It's not that he swept me off my feet. In fact, when I saw him, I thought that in my entire life I had never seen anyone with such a scowl on his face. In spite of his expression, though, he had one of the driest, funniest senses of humor I had ever encountered. This very typical, totally chauvinistic (he denies this charge) Frenchman became very good company. And then we married.

As my husband periodically points out, I chose to come to France, and to stay. I did not arrive kicking and
screaming, someone's bride, wrested from her native land. I came of my own free will and am free to leave anytime I decide I don't like this place anymore (he says this on days when I am making critical noises about my adopted land). True, but it's not so easy. Wherever you live becomes your home, whether you like some of it, all of it, or not much of it. My home is here and I love living in France, but that doesn't mean that my thoughts about the French are not ambiguous. The cultural gaps, which seemed small twenty years ago, grow larger, not smaller, with time. When you've signed on for the long haul, you start to have a definite opinion on matters you didn't really care all that much about and didn't have to deal with initially (in my case, the French family, education, attitudes). You are both appreciative and critical of the host culture in a way you wouldn't be if you had remained safely at home. Even the word
home
takes on a different meaning. Once when I spoke of “home,” I was referring to the United States. Now, I realize “home” is where I live—that is, France.

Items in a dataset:

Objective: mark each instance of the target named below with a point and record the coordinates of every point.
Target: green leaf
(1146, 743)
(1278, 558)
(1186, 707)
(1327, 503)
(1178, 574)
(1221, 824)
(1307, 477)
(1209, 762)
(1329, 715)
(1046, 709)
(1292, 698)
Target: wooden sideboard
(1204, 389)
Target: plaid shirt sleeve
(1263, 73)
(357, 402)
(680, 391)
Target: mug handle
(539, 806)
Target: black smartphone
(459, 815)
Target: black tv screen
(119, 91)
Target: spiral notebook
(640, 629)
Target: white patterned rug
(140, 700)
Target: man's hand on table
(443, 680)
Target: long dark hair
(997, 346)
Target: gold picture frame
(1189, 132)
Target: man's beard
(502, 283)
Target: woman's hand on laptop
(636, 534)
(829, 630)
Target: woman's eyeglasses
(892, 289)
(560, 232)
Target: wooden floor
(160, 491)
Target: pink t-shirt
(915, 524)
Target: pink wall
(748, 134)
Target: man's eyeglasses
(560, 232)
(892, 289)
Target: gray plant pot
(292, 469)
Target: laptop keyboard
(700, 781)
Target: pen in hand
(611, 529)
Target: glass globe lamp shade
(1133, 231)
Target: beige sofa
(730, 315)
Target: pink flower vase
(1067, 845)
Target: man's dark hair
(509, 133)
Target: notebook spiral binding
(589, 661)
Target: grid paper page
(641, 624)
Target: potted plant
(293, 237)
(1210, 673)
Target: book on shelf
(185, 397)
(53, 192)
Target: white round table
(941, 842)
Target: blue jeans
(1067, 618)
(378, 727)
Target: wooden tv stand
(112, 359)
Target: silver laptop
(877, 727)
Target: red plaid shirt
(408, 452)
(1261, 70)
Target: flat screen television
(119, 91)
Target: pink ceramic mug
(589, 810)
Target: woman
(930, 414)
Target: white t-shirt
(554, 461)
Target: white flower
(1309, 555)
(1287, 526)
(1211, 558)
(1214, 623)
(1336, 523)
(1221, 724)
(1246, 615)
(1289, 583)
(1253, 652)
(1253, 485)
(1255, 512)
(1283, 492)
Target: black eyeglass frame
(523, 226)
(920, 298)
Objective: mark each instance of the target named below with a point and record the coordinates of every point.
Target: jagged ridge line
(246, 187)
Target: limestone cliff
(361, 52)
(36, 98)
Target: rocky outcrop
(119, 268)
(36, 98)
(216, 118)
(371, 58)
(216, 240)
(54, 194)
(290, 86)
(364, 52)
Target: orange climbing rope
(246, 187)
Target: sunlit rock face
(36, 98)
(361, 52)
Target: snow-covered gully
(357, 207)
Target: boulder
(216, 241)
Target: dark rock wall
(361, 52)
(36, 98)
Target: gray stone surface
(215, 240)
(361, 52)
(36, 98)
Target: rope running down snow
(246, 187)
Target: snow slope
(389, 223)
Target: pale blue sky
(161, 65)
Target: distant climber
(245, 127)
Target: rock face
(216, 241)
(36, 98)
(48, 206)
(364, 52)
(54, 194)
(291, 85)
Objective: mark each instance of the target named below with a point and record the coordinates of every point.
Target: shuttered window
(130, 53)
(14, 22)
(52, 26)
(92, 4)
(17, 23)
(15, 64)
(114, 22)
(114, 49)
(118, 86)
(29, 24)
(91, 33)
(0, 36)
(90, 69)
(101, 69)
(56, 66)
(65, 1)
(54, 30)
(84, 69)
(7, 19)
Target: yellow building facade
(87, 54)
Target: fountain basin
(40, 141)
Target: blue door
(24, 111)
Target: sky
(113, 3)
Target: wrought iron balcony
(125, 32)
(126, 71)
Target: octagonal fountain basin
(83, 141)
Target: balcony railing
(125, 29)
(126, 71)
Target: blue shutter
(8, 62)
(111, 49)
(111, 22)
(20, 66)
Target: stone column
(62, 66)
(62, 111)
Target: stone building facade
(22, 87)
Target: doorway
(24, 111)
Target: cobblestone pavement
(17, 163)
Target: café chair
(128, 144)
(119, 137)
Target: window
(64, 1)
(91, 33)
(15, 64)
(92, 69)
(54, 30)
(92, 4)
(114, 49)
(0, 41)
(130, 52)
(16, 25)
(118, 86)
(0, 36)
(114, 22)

_The problem_
Answer these questions about the passage on living in France.
(a) What did the writer notice on the man's face the first time they saw him?
(b) What three matters does the writer name as ones they came to have a definite opinion on?
(c) Which country did the writer once mean when speaking of "home"?

_Output for this task_
(a) A scowl.
(b) The French family, education, and attitudes.
(c) The United States.